Task brief
Transcribe the passage on the two worlds and their suns, starting with "It is important" and going on through "spirit or life.".

Document excerpt
'''
In the preceding sections, I stated that our faith starts out as something earthly, but as we move toward the Lord it becomes spiritual; and the same applies to our goodwill. No one yet knows the difference, however, between earthly and spiritual faith and goodwill. This great mystery needs to be disclosed.

There are two worlds, the physical world and the spiritual world. Each world has a sun. From each sun emanates heat and light. The heat and light from the sun of the spiritual world have an intrinsic life in them from the Lord, who is within that sun. The heat and light from the sun of the physical world, on the other hand, have no intrinsic life in them. Instead they serve as vessels for the two higher forms of heat and light (as instrumental causes usually do for their principal causes) and serve to convey that higher heat and light to people.

It is important to realize, therefore, that the heat and light from the sun in the spiritual world are the source of all that is spiritual. That heat and that light are themselves spiritual as well, because they have spirit and life within them. The heat and light from the sun in the physical world are the source of all physical things. Physical things in and of themselves have no spirit or life.
'''
Dataset excerpt
'''
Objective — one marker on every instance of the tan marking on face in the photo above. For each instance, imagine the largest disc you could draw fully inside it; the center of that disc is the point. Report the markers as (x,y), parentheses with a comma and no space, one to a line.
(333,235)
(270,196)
'''
Expected output
It is important to realize, therefore, that the heat and light from the sun in the spiritual world are the source of all that is spiritual. That heat and that light are themselves spiritual as well, because they have spirit and life within them. The heat and light from the sun in the physical world are the source of all physical things. Physical things in and of themselves have no spirit or life.